## YOUR OBJECTIVE
Print every line below exactly. Skip the pictures.

## Stored dataset items
★ ★ ★

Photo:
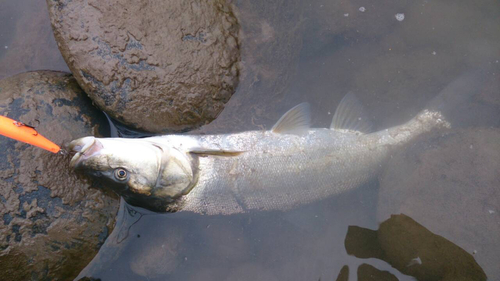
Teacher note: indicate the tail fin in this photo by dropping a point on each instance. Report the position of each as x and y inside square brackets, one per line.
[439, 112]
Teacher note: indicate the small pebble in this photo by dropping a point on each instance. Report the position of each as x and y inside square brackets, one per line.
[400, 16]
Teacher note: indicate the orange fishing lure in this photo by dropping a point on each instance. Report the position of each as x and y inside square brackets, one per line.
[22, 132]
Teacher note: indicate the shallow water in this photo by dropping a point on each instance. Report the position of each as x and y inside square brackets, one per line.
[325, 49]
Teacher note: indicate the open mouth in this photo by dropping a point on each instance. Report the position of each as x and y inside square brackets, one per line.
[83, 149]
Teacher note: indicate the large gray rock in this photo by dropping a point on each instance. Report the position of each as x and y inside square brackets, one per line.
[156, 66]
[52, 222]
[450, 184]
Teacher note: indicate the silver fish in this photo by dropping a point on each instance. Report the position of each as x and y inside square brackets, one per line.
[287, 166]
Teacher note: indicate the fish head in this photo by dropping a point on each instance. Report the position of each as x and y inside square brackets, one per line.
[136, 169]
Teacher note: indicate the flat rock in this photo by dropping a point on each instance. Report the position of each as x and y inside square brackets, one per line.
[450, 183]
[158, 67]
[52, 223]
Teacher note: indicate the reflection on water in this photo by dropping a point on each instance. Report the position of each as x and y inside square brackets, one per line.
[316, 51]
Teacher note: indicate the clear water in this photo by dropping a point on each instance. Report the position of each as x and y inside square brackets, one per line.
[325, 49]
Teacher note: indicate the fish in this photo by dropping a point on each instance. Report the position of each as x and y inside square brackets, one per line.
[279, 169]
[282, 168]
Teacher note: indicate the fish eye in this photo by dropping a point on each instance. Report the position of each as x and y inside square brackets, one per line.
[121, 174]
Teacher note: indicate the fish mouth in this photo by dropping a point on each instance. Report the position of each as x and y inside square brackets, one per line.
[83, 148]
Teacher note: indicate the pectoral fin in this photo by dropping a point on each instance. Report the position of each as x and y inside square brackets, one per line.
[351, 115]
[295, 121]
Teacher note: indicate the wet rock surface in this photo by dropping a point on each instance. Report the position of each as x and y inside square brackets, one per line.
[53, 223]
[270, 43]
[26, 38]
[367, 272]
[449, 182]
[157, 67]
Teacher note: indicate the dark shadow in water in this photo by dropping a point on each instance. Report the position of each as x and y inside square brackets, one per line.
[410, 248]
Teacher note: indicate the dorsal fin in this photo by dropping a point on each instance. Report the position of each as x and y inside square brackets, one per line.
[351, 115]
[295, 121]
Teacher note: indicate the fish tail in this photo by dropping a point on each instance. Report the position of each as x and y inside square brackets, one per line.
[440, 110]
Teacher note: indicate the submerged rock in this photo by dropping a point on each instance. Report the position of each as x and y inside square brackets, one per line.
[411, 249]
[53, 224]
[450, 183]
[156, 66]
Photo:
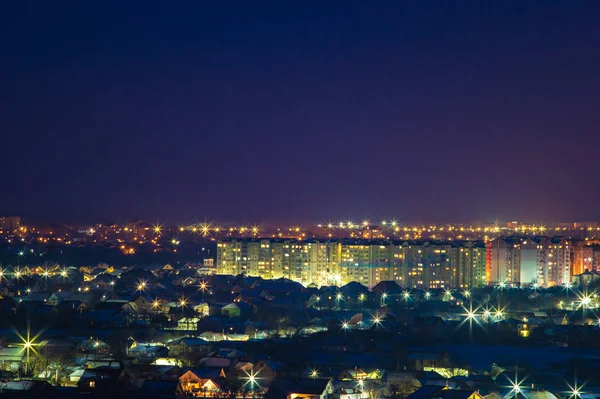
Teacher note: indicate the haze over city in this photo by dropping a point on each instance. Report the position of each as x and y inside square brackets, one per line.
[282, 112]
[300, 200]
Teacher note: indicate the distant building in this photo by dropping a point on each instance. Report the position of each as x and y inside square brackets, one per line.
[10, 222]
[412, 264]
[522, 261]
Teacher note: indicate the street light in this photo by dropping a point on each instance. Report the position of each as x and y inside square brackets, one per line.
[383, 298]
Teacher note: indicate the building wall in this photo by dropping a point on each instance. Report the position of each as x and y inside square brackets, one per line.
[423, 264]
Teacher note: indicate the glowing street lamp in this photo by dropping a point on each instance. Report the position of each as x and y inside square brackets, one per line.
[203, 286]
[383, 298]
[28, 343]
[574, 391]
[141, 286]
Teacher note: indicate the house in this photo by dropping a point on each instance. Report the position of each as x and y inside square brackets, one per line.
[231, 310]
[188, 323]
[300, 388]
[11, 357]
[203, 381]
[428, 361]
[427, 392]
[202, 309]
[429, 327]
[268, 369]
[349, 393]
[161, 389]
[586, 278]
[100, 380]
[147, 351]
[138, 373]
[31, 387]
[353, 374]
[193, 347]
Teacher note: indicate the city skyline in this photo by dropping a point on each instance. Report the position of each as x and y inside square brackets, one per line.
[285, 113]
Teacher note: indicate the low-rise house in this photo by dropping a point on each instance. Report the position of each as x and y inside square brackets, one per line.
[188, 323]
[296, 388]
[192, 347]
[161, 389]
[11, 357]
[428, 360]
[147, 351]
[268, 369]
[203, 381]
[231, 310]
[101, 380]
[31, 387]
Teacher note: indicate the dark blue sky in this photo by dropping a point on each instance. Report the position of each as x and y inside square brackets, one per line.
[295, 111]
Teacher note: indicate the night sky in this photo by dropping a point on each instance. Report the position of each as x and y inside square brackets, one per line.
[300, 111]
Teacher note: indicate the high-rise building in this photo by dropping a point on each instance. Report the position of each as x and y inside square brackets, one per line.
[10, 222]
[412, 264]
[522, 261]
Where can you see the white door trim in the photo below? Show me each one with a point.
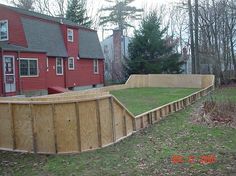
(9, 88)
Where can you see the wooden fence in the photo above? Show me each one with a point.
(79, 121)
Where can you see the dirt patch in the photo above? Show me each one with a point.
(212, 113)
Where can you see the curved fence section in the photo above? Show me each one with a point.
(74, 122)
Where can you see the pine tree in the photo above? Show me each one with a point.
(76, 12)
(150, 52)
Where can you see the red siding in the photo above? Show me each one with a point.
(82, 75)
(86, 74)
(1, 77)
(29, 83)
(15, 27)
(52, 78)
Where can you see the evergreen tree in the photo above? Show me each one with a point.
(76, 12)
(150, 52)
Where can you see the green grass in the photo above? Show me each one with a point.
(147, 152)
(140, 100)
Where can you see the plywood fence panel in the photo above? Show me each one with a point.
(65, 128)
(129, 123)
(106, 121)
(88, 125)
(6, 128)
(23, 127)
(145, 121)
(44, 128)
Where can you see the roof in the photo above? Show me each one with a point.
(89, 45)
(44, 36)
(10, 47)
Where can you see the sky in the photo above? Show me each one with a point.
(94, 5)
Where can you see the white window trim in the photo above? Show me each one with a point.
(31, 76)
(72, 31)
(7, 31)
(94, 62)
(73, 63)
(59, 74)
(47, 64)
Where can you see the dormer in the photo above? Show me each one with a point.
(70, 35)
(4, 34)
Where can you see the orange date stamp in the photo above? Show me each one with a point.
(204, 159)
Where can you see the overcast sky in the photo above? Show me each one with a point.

★ ★ ★

## RESULT
Photo:
Teacher note: indicate the tail fin in this photo by dropping a point on each instance. Report the position of each as x and y inside square brackets, one per line.
[439, 112]
Teacher note: indicate the small pebble in this photo by dropping a point on each instance. Report the position of each as x and y inside square brackets, one per line.
[400, 16]
Teacher note: indicate the orange fishing lure in this photo by dropping a point on each instance. Report the position of each as x and y inside square brackets, one per line.
[22, 132]
Teacher note: indicate the shallow water in this photo by dropping a point on each instance. Report the position of each as x and y inside square brackets, one per line.
[325, 49]
Teacher note: indicate the open mouth in this photo by dropping a point on each instance. Report the position of each as x and y inside square brackets, one per line.
[83, 149]
Teacher note: indicate the large gray rock in this photo by dropping a point on each instance. Report the position of each as x and y inside square brackets, one per line.
[156, 66]
[52, 222]
[450, 184]
Teacher note: indicate the silver fish in this photo by dropping a point on each instance. Report the position of each as x and y inside square brackets, one per line.
[287, 166]
Teacher note: indicate the fish head in this photo by dropping a point on each instance. Report the position of each as x and y inside square brackets, one per line.
[136, 169]
Teacher note: indicate the flat rock in this photo by dropping a point on each instance. Report the position of each as x and y inside square brackets, one per line.
[450, 183]
[158, 67]
[52, 223]
Teacher note: indicate the reflection on water in this photo by dropping a point on each instance. Report the position of each as x and y inside square brackets, one per line.
[316, 51]
Teacher note: indicate the clear water in this photo by dropping a point on each instance. Report the position of each as x and y inside square brackets, one per line.
[325, 49]
Teacher note: indicate the fish in this photo by dropping a point on each instance. Report the position of each as x and y inside square brackets, one per line.
[279, 169]
[282, 168]
Teacher note: indicate the fish eye in this photo by dropping a point on each instance. Report the position of each as x and y inside square brackets, one per line.
[121, 174]
Teacher note: indicate the fish mouth in this photo by dropping a point on each instance. Report the position of each as x and y inside square brackets, one per line.
[83, 148]
Teacher note: indicate the pectoral fin in this photo by dropping a point on each instance. Report the position of each as x and y inside square brackets, one per line.
[351, 115]
[295, 121]
Teacher note: indicate the wet rock surface in this photo by dropping a point on each instance. Report the position of each as x and y inside square brackets, one per line.
[53, 223]
[270, 43]
[26, 38]
[367, 272]
[449, 182]
[157, 67]
Teacher note: indicate the dark shadow in water in this photo by dropping a point on each instance. Report the position of each as x and y inside square brackets, one per line.
[410, 248]
Teacher note: indicate the dorsal fin in this photo by dropping a point on each instance. Report the position of each as x and y inside square brackets, one per line.
[351, 115]
[295, 121]
Teacher note: indicate the fish tail in this photo by dropping a point on each instance. Report the position of each as x and y inside square brackets, one per line.
[440, 110]
Teacher note: indicate the submerged rock in this photo by dropping a point on each instance. Report the position of each as x and y inside square brackets, one per line.
[411, 249]
[53, 224]
[450, 183]
[156, 66]
Photo:
Teacher note: indicate the haze over city in this photo by dropping a point on each instance. Report the position of each as x and y inside square brackets, one per line.
[282, 112]
[300, 200]
Teacher note: indicate the distant building in this photo by dropping a point on each instance. Report the position of each as x and y inside square brackets, one per line.
[10, 222]
[412, 264]
[522, 261]
Teacher note: indicate the street light in this photo by dropping a point on each instance. Report the position of each as x and y inside square brackets, one per line.
[383, 298]
Teacher note: indicate the building wall in this photo by dropping a point on each instance. Report the position of each as x and y inside square brackets, one per line.
[423, 264]
Teacher note: indicate the glowing street lamp in this photo by dropping a point on each instance. Report the position of each as x and y inside square brackets, one per line.
[203, 286]
[383, 298]
[28, 343]
[574, 391]
[141, 286]
Teacher note: indicate the house in this photo by dropping a point on each instance. Report the position of each as x and y inside square brackets, one per line.
[231, 310]
[188, 323]
[300, 388]
[11, 357]
[203, 381]
[428, 361]
[427, 392]
[202, 309]
[429, 327]
[268, 369]
[349, 393]
[161, 389]
[586, 278]
[100, 380]
[147, 351]
[138, 373]
[31, 387]
[353, 374]
[193, 347]
Teacher note: indicate the city skyline in this photo by dropping a point on each instance. Report the position of each as x and y inside square brackets, one per line.
[285, 113]
Teacher note: indicate the low-rise house in this photo by dropping a point on each instance. Report the position of each as x and y inside square brackets, one per line.
[188, 323]
[296, 388]
[192, 347]
[161, 389]
[11, 357]
[428, 360]
[147, 351]
[268, 369]
[203, 381]
[231, 310]
[101, 380]
[31, 387]
Teacher note: indicate the dark blue sky in this photo by dropping a point on each instance. Report the position of each as x and y inside square brackets, one per line.
[295, 111]
Teacher note: indicate the night sky in this photo by dropping a point on each instance. Report the position of each as x and y inside square brackets, one per line.
[300, 111]
Teacher note: indicate the high-rise building in this photo by dropping a point on each instance. Report the position of each as x and y inside square brackets, one per line.
[10, 222]
[412, 264]
[522, 261]
Where can you see the white door trim in the photo below? Show me each one with a point.
(9, 88)
Where can you see the wooden fence in the photo above? Show me each one with a point.
(79, 121)
Where can you see the dirt patch in the photo above? Show me each one with a point.
(212, 113)
Where can you see the curved fence section in the photo above? Show me each one with a point.
(74, 122)
Where can you see the pine tree in the photo above? Show me each one with a point.
(76, 12)
(150, 52)
Where can you see the red siding in the photo above? Show me each one with a point.
(82, 75)
(86, 74)
(1, 77)
(29, 83)
(15, 27)
(52, 78)
Where can you see the evergreen tree in the photo above? Show me each one with a point.
(76, 12)
(150, 52)
Where can you see the green grass in the photo above? Show me each one with a point.
(147, 152)
(140, 100)
Where can you see the plywood fence panel in the photo above? Show me each one with a point.
(65, 128)
(129, 123)
(106, 121)
(88, 125)
(6, 128)
(23, 127)
(145, 121)
(44, 128)
Where can you see the roof in the photo above? Show me each one with a point.
(89, 45)
(44, 36)
(10, 47)
Where can you see the sky in the photo above? Show me each one with a point.
(94, 5)
Where can you see the white window trim in the photo above? Show me each one with a point.
(31, 76)
(72, 31)
(7, 31)
(94, 62)
(73, 63)
(59, 74)
(47, 64)
Where can you see the dormer in the photo above? Show me each one with a point.
(70, 35)
(4, 34)
Where can you see the orange date stamp in the photo above? Show me each one with a point.
(204, 159)
Where can you see the overcast sky in the photo above? Show me each one with a point.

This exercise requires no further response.